This Iranian nuke deal keeps getting better and better!

Via Politico.

 

No specifics, nothing written, perhaps not even anything that Iran and the international negotiating partners say as one—that’s the most to expect out of the nuclear talks now running up against the deadline in Switzerland, British Foreign Secretary Philip Hammond said Friday.

But even concluding this round of talks with that level of ambiguity, Hammond said, would count as a significant success. And he thinks they’ll get it.

H/T to Ace, who also has this terrific post about France even recognizing what a shit sandwich Obama is telling them to take a bite of.

In the comments yesterday, Bill asked a question:

I’m curious to hear XBRADTC, your reason for seeing Iran as any real threat to us.

Reasons for Iran BEING a regional power:
1. More people
2. More industrial capacity
3. A culture that goes MUCH further than “a bunch of nomadic shepherds in the Desert”

- **PROMPT A**: Pull out every line of the records that contains the string "shoulder", treating uppercase and lowercase as different.

- **RECORDS SHOWN**:
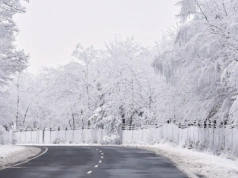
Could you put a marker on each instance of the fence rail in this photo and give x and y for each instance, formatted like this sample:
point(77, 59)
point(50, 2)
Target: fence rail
point(53, 136)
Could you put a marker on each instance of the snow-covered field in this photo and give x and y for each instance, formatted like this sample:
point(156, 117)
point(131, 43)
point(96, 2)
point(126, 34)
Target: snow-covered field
point(197, 164)
point(10, 154)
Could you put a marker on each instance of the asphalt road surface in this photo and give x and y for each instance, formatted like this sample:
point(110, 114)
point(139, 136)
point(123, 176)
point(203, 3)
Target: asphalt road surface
point(95, 162)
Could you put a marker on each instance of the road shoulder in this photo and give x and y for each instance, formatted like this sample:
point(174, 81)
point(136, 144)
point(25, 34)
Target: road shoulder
point(197, 164)
point(11, 155)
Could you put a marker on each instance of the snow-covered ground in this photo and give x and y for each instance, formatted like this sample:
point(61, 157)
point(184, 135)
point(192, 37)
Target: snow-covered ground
point(10, 154)
point(197, 164)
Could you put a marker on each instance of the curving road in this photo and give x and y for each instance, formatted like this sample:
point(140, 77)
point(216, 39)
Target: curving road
point(95, 162)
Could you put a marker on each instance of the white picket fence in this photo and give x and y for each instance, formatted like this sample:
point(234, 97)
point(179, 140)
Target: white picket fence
point(58, 136)
point(217, 140)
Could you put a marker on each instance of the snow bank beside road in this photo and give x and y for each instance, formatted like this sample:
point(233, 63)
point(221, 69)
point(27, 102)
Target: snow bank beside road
point(197, 163)
point(10, 154)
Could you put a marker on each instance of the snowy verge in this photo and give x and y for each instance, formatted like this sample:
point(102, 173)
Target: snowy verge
point(196, 164)
point(10, 154)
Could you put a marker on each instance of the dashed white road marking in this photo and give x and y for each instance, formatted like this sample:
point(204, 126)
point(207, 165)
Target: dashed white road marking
point(89, 172)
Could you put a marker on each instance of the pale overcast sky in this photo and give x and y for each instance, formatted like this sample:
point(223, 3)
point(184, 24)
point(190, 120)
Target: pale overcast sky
point(50, 29)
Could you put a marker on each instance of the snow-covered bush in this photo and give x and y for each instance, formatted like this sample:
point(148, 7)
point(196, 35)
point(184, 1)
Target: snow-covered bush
point(111, 139)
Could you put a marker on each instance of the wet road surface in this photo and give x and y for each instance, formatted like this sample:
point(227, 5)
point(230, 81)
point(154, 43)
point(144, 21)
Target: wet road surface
point(95, 162)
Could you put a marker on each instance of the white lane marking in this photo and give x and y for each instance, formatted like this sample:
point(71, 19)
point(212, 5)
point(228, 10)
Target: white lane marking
point(46, 149)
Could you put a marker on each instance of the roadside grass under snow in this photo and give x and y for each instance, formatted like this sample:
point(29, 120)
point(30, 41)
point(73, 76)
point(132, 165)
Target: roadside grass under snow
point(8, 150)
point(11, 154)
point(197, 164)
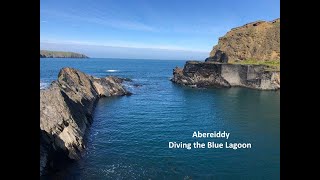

- **PROMPT B**: Reproduce the entire blog post on the Iran nuclear talks word for word.

- **REPLY A**:
Could you put a marker on each instance of the road shoulder in this photo and give x and y for each instance, formatted like this sample:
Target: road shoulder

- **REPLY B**:
This Iranian nuke deal keeps getting better and better!

Via Politico.

 

No specifics, nothing written, perhaps not even anything that Iran and the international negotiating partners say as one—that’s the most to expect out of the nuclear talks now running up against the deadline in Switzerland, British Foreign Secretary Philip Hammond said Friday.

But even concluding this round of talks with that level of ambiguity, Hammond said, would count as a significant success. And he thinks they’ll get it.

H/T to Ace, who also has this terrific post about France even recognizing what a shit sandwich Obama is telling them to take a bite of.

In the comments yesterday, Bill asked a question:

I’m curious to hear XBRADTC, your reason for seeing Iran as any real threat to us.

Reasons for Iran BEING a regional power:
1. More people
2. More industrial capacity
3. A culture that goes MUCH further than “a bunch of nomadic shepherds in the Desert”